--- Extrait ---

À Charles Spon, le 22 mars 1648, note 44.
Note [44]

La Paulette était un « droit annuel » (une taxe annuelle) destiné à contrôler la transmission des principaux offices non héréditaires de magistrature ou de finance. La règle originelle voulait que, pour transmettre une charge vénale à son héritier, un officier (détenteur d’office) devait la lui avoir cédée (résignée) au moins 40 jours avant sa mort. Le possesseur d’une charge se trouvait donc confronté à la cruelle alternative entre ne plus en jouir en la résignant de son vivant, ou la perdre (au bénéfice du roi qui la récupérait) en en percevant les avantages jusqu’à la mort. La survivance était un moyen d’esquiver : l’officier avançant en âge obtenait, par privilège royal, le droit d’associer son successeur à sa charge.

Henri iv avait révoqué toutes les survivances par les ordonnances de décembre 1597 et juin 1598, mais de nombreuses dérogations, accordées moyennant finances, avaient pourtant rapidement rendu cette abrogation inutile. En décembre 1604, Sully, pour en finir, fit adopter par le Parlement la mise en place d’une « prime d’assurance » libérant les officiers des contraintes de la résignation : un droit annuel égal au soixantième de la valeur estimée de l’office (et du quart en sus) autorisait l’officier à résigner sa charge avec dispense de la clause des 40 jours ; s’il mourait, son résignataire pouvait lui succéder sans restriction ; en l’absence de résignataire désigné, les héritiers de l’officier pouvaient vendre sa charge ou en conserver la valeur.

--- Consigne ---
Relevez toutes les dates que mentionne la note sur la Paulette, y compris celle de son intitulé.

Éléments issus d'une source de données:
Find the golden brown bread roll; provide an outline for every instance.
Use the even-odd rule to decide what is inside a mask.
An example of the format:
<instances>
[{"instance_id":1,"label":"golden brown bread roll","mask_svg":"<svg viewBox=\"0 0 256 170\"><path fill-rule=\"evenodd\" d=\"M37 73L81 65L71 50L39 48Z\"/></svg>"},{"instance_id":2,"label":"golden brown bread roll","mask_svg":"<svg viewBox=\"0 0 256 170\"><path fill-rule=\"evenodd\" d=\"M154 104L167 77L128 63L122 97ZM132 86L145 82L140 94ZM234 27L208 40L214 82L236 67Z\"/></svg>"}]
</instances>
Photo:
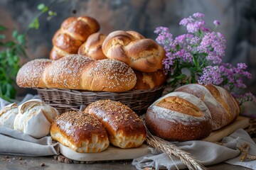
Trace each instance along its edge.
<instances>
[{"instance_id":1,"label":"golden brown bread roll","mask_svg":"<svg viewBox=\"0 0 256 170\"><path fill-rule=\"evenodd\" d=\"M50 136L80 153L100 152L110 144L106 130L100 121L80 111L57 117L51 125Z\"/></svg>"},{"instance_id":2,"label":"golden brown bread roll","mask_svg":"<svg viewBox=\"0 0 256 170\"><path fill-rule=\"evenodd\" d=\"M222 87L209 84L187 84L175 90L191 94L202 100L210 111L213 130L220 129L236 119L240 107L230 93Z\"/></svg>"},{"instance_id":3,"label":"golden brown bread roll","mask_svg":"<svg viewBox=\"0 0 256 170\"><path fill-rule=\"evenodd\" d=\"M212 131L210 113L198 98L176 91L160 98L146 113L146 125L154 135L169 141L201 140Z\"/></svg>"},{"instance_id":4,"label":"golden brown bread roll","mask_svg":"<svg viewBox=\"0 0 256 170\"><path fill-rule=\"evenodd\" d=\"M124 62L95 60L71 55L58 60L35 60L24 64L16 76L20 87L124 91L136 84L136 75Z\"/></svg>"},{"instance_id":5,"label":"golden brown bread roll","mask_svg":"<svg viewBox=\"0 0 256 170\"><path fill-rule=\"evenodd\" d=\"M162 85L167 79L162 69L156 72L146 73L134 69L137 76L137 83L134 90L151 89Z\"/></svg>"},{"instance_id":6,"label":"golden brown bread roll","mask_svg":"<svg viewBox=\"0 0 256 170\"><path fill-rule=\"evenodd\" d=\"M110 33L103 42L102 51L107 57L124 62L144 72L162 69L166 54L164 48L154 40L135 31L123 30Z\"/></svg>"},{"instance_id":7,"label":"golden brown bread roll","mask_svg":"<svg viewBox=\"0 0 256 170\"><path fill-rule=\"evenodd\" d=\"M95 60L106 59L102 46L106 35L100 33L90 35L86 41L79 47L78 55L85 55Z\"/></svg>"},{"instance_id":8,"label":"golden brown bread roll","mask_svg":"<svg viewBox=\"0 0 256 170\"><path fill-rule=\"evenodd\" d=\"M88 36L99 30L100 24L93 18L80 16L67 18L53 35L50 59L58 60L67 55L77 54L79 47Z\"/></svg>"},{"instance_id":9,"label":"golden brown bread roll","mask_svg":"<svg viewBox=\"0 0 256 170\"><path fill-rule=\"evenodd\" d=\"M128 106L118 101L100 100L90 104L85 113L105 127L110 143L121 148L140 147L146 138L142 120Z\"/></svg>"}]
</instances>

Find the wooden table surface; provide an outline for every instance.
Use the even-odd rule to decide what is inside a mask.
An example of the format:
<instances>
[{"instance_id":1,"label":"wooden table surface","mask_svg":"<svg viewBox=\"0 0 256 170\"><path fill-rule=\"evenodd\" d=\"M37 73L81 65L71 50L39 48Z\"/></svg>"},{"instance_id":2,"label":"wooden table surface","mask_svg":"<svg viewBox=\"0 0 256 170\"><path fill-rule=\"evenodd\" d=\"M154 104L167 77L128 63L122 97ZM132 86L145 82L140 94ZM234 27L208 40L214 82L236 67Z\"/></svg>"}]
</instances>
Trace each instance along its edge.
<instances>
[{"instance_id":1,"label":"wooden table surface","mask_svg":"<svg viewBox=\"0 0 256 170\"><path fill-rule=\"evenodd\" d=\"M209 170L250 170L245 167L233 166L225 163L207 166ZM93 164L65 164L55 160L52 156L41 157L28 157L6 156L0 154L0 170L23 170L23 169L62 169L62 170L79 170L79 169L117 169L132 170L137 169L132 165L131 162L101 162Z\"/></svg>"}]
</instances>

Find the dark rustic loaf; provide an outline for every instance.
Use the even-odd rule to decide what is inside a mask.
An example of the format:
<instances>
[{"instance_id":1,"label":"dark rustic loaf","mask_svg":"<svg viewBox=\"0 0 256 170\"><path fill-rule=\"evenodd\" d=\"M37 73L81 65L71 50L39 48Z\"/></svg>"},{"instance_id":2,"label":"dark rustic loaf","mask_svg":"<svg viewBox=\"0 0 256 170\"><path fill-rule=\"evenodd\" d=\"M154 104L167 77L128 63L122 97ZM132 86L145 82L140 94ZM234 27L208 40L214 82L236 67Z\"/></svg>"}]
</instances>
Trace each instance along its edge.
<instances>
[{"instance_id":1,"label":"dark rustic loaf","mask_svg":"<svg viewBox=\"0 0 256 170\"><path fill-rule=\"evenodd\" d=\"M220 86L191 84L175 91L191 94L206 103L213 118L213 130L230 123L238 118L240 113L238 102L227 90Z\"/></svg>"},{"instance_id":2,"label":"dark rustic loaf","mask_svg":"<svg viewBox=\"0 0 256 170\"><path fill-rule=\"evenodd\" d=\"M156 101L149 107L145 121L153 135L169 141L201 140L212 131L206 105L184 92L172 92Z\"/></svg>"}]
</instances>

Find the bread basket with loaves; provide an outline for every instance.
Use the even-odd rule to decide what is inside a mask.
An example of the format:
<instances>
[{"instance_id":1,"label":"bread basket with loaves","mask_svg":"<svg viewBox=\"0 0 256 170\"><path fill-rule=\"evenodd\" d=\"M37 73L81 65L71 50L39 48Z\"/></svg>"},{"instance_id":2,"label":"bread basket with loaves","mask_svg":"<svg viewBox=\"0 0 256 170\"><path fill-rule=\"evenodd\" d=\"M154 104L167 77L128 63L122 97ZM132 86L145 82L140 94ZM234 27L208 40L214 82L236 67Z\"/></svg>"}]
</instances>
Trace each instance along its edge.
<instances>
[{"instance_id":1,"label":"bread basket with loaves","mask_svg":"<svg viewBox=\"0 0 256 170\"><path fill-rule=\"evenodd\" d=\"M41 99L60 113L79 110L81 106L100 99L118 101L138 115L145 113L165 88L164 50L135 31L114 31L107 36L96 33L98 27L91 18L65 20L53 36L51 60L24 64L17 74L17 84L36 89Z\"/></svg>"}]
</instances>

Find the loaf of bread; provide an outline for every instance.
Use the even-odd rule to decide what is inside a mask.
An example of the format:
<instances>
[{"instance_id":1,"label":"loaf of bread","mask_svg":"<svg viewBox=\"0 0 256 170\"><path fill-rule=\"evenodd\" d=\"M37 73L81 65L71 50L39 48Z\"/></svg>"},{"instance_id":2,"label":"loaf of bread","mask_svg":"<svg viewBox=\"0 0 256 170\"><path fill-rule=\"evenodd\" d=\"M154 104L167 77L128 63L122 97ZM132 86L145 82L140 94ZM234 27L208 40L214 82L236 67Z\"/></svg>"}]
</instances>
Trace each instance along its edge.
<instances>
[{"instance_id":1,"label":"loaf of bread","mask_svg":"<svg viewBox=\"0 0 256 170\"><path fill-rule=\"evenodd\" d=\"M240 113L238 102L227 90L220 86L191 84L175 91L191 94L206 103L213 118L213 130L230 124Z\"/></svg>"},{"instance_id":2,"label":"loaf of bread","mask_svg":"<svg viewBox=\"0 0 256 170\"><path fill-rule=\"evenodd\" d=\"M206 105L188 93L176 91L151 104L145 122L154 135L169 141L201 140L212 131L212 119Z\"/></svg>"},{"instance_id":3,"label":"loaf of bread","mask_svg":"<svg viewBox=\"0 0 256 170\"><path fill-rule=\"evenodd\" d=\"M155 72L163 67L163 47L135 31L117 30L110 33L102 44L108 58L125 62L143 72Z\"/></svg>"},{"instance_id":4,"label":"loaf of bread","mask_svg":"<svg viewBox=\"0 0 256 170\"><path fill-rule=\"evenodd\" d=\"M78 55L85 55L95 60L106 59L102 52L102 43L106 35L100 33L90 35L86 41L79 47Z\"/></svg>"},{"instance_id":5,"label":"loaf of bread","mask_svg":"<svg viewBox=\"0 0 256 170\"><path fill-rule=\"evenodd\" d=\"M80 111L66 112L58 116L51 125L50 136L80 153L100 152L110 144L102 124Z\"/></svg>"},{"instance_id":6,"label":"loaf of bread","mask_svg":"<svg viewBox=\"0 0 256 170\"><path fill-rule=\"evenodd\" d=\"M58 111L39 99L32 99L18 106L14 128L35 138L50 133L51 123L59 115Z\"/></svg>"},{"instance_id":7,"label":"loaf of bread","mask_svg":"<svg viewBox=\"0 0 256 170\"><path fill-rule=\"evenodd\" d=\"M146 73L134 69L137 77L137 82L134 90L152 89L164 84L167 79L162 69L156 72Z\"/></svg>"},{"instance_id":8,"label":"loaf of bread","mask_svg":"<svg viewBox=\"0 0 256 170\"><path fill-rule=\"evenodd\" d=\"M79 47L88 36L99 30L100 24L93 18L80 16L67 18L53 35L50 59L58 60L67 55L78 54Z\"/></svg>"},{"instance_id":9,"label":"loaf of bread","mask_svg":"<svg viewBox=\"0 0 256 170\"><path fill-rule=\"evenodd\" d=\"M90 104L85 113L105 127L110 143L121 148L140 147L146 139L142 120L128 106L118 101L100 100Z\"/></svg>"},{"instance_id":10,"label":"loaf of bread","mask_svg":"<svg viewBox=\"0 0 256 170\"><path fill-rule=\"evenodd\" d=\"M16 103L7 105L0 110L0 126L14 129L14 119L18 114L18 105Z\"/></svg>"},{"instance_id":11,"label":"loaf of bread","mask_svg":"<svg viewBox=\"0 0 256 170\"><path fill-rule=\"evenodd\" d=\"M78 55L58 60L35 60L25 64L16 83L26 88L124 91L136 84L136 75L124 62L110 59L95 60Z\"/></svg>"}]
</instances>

--- Corrigé ---
- 22 mars 1648
- décembre 1597
- juin 1598
- décembre 1604